** EXCERPT **
○ ○ ○ ○ ○ ○ ○

How to Find Your Child's Perfect Qilavo Size

Measure Their Feet in 60 seconds

Measure Their Feet in 60 seconds

1

Stand your child on a piece of paper against a wall, heel touching the wall.

2

Mark the tip of their longest toe with a pen.

3

Measure from the wall to the mark in inches.

4

Match the measurement to the chart below.

Sizing Information

If they're between sizes, go up. If one foot is longer than the other, size to the bigger foot.

 

Sizing guided by peer-reviewed pediatric foot growth research (See sources at the bototm of the page)

 


Why Qilavo Shoes Fit Differently

 

Every Qilavo shoe has a wide, foot-shaped toe box that lets little toes splay and grip the ground the way they're supposed to. Most children's shoes taper at the front, squeezing toes together. Ours don't.

Because of that wide toe box, your child gets proper room at the front of the shoe without needing to size up beyond their actual measurement. The heel and midfoot hold the foot in place. The toe box gives their feet space to move and grow.


How Fast Do Toddler Feet Grow?

 

Fast. Pediatric research tracking over 200 children found that toddlers under 15 months need a new shoe size roughly every 2 months. Between 15 months and 2 years, that slows to every 2–3 months. From age 2–3, expect a size change every 3–4 months.

○ ○ ○ ○ ○ ○ ○

** WHAT YOU ARE ASKED TO DO **
Please answer these questions on the sizing guide, one per line:
(a) What should you do if a child falls between sizes?
(b) How often do toddlers under 15 months need a new shoe size?
(c) Which parts of the shoe hold the foot in place?
The items have nothing to do with the sizing guide.

Items from a data collection:
○ ○ ○ ○ ○ ○ ○

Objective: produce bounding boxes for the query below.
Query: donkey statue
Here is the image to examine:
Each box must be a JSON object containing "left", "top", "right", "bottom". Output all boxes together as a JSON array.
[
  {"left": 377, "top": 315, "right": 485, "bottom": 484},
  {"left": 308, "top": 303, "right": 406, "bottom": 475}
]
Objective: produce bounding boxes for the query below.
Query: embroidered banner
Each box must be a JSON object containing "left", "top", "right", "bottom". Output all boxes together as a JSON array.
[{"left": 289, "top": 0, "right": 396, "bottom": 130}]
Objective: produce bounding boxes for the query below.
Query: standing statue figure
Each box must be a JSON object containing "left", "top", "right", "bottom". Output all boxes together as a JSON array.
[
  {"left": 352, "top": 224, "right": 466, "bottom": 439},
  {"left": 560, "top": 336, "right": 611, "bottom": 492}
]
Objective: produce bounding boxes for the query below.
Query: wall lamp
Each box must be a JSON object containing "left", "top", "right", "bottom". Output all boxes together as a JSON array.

○ ○ ○ ○ ○ ○ ○

** RESULT OF THIS TASK **
(a) Go up a size.
(b) Roughly every 2 months.
(c) The heel and midfoot.